#### [Directive]
Swap "pale" for "faint" in the lines of the material starting at the one containing "Where can you find the pale" and ending at the one containing "<point>326,26</point>". Write out only those lines, with nothing else changed.

#### [Extracted information]
=-=-=-=-=
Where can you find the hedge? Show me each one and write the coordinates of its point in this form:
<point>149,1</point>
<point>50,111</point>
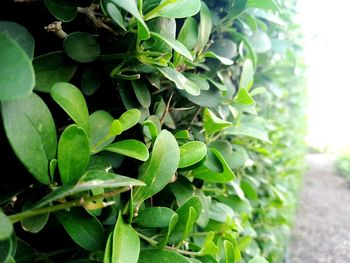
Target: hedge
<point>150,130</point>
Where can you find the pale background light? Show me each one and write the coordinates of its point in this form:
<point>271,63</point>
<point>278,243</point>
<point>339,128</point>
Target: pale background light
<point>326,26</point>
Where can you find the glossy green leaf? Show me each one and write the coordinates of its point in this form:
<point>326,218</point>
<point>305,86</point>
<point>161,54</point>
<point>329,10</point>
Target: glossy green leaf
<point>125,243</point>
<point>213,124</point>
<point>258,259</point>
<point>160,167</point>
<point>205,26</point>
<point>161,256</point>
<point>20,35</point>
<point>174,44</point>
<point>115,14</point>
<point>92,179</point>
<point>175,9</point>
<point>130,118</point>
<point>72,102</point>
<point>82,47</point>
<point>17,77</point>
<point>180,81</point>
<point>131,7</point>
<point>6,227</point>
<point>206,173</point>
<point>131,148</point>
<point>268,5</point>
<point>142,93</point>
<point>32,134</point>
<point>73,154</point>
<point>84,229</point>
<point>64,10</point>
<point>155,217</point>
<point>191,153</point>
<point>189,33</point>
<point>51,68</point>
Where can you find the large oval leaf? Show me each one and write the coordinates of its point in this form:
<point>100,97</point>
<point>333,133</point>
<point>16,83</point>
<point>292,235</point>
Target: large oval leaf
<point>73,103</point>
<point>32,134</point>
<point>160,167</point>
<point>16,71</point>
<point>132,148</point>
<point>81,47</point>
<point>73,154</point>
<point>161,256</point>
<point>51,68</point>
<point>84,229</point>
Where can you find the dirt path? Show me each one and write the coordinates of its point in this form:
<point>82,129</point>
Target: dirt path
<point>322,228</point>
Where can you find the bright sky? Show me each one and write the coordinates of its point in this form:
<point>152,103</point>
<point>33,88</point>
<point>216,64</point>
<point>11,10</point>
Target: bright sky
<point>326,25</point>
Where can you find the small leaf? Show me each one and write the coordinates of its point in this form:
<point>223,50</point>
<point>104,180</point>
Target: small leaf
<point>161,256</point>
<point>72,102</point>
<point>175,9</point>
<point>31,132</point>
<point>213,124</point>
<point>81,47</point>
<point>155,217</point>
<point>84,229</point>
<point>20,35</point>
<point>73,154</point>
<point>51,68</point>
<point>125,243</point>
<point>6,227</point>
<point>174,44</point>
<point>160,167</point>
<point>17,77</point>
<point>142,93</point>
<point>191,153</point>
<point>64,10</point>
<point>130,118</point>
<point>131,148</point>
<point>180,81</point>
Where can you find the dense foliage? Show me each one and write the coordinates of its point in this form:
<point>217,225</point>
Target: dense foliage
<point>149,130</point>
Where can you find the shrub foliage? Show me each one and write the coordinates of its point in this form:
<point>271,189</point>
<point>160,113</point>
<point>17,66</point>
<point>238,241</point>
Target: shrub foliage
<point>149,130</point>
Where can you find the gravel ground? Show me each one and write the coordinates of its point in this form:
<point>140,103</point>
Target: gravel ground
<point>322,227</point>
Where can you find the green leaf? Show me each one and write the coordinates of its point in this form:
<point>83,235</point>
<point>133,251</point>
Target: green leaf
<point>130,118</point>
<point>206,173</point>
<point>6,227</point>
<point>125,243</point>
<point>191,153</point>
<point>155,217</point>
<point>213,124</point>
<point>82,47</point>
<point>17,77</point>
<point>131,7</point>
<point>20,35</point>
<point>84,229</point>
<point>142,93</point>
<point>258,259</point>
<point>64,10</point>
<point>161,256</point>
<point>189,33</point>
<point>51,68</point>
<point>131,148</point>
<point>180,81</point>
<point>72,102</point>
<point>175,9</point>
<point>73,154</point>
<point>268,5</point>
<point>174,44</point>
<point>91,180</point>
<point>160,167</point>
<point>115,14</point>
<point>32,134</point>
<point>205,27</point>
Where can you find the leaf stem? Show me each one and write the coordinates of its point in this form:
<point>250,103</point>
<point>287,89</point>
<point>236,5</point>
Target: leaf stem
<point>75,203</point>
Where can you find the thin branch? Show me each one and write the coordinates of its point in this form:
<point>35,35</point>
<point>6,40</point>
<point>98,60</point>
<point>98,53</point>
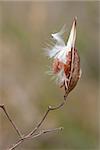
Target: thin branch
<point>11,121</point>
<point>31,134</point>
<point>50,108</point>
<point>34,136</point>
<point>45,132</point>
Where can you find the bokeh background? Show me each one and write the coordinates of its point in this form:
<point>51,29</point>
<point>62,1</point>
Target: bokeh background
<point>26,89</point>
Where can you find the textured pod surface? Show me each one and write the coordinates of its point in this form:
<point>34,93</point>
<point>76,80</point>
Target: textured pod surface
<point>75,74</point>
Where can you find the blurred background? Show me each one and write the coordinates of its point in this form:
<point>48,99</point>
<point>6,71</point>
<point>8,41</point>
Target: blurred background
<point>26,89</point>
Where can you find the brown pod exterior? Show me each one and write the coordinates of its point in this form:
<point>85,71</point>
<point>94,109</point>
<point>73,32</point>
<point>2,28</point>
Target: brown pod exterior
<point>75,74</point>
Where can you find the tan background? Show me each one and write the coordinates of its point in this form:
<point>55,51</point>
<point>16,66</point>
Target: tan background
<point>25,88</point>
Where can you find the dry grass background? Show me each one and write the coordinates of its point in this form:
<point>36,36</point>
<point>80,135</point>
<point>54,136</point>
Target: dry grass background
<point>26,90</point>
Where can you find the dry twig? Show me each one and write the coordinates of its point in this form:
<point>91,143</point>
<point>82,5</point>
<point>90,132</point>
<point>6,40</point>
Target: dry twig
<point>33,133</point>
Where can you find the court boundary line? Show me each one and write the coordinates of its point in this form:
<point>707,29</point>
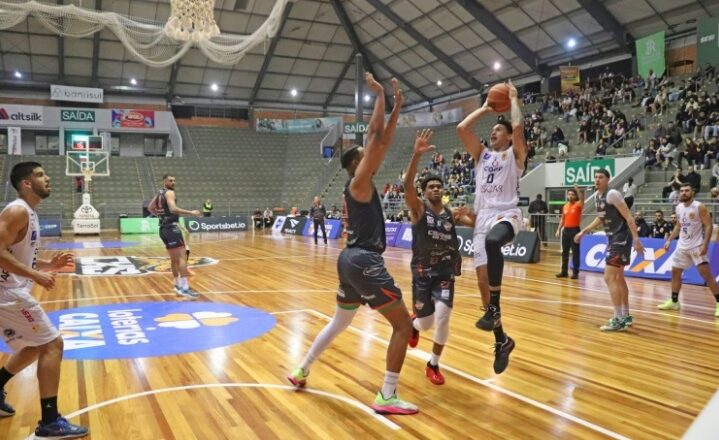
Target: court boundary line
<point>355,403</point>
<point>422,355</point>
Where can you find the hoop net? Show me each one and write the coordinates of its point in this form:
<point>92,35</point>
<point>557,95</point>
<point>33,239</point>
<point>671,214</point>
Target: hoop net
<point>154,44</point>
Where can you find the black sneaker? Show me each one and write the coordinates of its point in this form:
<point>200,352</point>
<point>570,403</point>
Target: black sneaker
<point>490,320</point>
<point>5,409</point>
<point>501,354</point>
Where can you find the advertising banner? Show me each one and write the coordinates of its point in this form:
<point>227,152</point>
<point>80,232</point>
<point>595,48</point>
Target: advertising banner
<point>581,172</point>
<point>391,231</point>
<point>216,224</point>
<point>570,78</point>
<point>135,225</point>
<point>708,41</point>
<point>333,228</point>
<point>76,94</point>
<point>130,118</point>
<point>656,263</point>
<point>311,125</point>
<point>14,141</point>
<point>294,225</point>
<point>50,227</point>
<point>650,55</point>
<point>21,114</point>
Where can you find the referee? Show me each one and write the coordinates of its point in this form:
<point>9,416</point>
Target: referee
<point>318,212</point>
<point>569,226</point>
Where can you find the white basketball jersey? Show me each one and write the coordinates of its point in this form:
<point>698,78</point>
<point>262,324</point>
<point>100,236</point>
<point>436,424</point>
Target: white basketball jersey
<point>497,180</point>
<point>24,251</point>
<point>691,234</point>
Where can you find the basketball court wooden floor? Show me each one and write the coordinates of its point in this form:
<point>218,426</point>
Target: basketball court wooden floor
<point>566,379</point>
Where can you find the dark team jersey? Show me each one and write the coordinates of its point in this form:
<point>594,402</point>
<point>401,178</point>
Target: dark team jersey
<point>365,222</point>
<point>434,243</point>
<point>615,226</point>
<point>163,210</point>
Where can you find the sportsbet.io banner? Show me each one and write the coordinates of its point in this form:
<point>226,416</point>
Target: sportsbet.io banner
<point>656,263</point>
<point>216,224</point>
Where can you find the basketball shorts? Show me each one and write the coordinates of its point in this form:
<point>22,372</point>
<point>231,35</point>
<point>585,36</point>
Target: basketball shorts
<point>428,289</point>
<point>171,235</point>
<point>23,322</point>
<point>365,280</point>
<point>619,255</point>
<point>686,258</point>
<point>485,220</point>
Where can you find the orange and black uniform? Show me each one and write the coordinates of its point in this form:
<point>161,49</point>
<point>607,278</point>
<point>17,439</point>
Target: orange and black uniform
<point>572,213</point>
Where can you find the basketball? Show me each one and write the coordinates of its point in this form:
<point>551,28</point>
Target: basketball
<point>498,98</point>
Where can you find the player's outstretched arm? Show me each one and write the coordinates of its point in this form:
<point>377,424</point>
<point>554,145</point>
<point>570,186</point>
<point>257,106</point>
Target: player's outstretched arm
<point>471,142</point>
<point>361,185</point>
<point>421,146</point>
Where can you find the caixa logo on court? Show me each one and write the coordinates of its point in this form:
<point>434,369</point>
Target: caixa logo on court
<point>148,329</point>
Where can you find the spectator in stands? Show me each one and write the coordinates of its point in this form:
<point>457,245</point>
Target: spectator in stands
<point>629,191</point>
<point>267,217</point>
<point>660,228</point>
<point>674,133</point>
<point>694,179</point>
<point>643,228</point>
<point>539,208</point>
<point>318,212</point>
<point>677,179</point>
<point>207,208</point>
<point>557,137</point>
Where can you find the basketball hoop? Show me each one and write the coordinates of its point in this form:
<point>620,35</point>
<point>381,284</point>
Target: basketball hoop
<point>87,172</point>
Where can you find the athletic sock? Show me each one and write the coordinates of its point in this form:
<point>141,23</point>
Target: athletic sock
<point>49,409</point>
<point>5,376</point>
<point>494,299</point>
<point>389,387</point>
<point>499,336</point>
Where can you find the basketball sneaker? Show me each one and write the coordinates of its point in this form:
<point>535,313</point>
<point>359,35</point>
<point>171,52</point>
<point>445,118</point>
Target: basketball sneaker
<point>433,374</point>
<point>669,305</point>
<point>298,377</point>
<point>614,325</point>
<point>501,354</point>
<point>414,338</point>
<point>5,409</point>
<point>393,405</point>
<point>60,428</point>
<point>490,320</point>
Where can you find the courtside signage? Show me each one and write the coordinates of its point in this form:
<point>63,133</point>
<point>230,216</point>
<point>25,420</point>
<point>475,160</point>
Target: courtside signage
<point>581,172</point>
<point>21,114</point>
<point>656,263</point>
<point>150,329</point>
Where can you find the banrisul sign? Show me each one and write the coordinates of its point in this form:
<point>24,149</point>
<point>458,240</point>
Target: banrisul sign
=-=-=-=-=
#### [Exercise response]
Where can you find the faint background light? Show me each one and write the coordinates of its point in this form:
<point>271,63</point>
<point>278,243</point>
<point>339,128</point>
Target: faint background light
<point>326,26</point>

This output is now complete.